### DATA FOR THE TASK

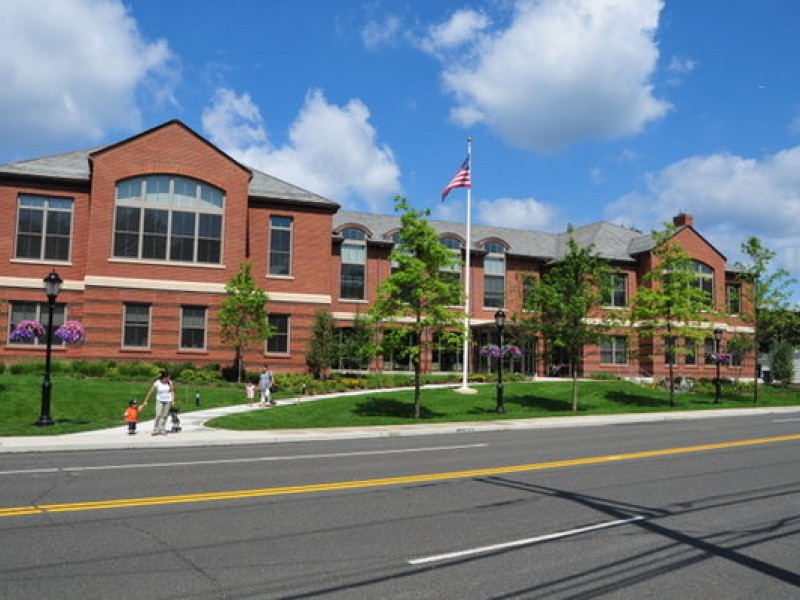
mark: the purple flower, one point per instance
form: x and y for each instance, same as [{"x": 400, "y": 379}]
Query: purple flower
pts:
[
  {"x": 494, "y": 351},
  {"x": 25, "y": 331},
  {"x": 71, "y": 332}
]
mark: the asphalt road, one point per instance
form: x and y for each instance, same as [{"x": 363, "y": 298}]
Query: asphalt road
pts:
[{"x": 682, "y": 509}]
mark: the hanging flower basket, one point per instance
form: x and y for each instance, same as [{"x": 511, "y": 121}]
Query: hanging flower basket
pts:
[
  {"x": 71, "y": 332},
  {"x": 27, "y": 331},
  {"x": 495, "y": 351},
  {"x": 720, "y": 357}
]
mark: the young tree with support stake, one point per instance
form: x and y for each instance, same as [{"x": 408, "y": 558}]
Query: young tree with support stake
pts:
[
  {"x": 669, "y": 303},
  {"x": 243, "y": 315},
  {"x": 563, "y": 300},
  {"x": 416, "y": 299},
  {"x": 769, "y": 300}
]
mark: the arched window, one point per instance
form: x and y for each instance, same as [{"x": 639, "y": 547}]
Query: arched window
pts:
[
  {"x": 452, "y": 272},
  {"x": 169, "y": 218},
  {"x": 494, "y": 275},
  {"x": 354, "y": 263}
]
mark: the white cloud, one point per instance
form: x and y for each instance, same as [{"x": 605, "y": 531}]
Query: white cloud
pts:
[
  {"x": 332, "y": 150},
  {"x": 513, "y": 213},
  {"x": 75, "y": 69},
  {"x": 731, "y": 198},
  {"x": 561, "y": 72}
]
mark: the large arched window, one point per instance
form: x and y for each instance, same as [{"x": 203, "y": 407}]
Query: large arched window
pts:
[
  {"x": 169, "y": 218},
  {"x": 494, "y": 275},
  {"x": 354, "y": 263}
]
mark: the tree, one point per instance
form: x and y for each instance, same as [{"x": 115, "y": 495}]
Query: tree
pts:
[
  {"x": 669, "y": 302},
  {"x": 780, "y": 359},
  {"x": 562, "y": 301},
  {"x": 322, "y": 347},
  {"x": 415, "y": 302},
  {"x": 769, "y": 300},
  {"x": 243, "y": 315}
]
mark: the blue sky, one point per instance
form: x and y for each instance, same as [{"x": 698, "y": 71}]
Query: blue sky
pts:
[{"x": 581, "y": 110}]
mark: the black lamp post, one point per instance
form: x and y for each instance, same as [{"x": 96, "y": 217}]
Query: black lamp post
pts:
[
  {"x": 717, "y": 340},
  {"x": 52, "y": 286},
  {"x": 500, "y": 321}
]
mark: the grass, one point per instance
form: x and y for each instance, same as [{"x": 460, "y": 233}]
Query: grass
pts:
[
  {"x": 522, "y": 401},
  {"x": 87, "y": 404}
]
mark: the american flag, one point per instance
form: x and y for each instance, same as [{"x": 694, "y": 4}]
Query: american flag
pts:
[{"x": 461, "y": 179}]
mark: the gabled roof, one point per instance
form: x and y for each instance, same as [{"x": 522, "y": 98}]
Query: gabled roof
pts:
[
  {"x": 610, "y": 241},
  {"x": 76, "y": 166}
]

* * *

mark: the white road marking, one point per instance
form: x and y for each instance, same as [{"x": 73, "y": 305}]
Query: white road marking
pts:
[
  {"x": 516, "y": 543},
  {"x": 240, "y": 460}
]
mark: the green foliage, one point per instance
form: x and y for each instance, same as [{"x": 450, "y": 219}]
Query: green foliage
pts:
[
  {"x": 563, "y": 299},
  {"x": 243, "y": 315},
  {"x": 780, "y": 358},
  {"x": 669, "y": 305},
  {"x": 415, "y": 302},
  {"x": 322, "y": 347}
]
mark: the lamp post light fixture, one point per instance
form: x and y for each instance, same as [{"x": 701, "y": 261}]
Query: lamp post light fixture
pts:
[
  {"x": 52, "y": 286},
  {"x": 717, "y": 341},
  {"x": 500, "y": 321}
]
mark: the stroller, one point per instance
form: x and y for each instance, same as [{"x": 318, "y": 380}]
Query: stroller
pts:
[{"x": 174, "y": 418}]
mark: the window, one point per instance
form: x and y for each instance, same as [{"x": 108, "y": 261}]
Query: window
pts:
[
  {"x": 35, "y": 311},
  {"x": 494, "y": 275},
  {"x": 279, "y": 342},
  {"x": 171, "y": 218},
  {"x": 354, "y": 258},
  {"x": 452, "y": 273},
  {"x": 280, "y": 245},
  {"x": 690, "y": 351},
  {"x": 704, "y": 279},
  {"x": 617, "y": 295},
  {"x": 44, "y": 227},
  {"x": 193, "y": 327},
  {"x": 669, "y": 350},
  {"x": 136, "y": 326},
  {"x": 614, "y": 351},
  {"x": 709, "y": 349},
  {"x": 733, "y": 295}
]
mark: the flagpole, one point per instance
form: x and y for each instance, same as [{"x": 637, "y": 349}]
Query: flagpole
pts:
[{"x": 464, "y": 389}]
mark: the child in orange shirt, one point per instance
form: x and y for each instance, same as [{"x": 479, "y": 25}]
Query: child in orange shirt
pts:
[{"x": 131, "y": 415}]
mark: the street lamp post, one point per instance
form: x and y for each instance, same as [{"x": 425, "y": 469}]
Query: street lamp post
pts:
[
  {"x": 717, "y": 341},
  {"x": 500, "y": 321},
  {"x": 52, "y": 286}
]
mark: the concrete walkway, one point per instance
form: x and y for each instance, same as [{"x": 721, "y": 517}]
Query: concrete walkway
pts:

==

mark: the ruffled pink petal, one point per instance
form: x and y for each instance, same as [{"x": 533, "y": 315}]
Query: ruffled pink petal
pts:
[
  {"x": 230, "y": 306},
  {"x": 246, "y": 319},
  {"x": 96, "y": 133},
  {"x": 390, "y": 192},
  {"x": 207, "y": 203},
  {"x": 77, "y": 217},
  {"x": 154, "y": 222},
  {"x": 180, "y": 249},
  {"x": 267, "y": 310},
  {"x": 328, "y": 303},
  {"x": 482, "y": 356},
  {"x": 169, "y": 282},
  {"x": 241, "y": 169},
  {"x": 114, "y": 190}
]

### TASK BRIEF
Copy every line above that contains the string "black", treating uppercase and lowercase letters as distinct.

### EXERCISE RESULT
mark: the black lamp post, one point per instance
Query: black lamp post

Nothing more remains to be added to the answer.